- _AIM_:
Count the lines below that contain the string "detect", and give only that number.

- _RAW RECORDS_:
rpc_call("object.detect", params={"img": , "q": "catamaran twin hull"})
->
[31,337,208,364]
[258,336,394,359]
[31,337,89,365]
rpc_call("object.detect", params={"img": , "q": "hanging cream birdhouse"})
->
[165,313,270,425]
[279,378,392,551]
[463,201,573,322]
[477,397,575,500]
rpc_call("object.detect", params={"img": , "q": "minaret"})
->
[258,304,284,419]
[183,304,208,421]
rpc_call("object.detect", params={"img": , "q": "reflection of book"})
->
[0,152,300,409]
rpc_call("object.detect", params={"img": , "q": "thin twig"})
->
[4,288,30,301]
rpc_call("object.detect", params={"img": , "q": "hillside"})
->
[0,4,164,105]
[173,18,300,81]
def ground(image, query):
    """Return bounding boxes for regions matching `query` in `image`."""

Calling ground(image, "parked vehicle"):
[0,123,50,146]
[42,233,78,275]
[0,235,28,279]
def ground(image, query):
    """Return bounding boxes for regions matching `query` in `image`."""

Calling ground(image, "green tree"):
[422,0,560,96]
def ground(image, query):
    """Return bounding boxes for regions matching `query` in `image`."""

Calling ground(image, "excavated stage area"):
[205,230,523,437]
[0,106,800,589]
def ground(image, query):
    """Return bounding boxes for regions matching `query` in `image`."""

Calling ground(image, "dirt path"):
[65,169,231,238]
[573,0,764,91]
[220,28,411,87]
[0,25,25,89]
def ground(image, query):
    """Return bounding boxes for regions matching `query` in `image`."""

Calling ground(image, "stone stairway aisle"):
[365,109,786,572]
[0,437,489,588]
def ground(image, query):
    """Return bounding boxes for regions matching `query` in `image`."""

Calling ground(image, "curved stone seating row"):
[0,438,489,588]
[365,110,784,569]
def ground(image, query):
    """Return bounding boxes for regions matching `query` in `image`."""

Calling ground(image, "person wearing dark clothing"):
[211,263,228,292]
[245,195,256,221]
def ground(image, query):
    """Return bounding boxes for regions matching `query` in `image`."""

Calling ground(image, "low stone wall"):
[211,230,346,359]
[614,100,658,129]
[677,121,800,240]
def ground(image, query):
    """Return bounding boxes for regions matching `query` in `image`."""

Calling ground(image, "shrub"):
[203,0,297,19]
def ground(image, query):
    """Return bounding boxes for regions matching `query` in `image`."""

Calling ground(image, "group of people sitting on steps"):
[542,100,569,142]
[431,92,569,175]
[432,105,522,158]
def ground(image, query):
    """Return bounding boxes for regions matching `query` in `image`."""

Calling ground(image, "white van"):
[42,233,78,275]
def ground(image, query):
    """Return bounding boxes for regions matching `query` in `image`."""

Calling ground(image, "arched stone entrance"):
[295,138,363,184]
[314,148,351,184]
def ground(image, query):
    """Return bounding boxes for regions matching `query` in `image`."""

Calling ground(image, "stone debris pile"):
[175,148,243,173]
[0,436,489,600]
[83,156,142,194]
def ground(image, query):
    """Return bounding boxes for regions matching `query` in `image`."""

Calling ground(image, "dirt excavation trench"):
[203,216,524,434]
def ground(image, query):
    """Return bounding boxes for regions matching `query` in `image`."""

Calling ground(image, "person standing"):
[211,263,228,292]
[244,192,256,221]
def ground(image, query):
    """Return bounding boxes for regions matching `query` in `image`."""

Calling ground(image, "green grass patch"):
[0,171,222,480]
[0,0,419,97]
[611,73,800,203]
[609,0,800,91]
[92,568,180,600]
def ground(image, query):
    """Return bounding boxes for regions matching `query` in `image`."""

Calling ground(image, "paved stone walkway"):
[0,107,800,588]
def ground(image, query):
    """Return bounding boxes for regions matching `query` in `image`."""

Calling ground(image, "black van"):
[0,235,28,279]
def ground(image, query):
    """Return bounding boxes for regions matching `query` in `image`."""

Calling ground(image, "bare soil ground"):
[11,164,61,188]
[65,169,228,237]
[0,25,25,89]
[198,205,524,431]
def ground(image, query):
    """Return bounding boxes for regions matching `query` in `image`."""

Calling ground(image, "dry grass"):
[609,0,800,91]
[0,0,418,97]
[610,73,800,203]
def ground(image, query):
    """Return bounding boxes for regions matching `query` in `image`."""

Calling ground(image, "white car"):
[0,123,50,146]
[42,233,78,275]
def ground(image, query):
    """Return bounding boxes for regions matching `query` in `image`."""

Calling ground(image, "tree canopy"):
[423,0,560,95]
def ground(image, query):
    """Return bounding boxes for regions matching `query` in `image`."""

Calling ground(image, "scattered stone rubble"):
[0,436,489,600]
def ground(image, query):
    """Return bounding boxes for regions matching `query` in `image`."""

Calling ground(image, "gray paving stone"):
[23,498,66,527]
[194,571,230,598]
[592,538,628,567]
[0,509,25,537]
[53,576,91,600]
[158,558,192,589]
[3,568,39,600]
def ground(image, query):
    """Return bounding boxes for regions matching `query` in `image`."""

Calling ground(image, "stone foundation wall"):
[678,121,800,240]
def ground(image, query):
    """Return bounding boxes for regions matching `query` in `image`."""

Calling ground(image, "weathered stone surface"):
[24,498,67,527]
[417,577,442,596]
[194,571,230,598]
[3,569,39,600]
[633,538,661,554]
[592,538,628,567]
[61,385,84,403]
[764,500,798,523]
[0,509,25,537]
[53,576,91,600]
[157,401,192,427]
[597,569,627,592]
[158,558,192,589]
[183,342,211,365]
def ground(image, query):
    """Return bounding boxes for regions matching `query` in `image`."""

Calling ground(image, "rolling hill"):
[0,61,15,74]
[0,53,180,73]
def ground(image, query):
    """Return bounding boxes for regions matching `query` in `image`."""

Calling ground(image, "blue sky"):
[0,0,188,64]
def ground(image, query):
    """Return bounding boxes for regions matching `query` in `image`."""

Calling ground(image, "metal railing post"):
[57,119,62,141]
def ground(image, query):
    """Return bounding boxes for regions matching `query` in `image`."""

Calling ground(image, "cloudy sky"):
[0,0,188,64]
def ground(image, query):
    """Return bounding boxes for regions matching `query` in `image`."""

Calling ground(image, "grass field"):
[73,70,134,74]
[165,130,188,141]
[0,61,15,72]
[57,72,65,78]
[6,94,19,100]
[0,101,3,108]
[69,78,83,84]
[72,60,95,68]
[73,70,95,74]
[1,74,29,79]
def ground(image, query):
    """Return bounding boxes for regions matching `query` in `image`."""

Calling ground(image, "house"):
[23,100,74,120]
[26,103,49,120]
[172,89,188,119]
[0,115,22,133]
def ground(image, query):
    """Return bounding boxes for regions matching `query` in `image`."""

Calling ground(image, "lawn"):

- _WRITTEN RESPONSE_:
6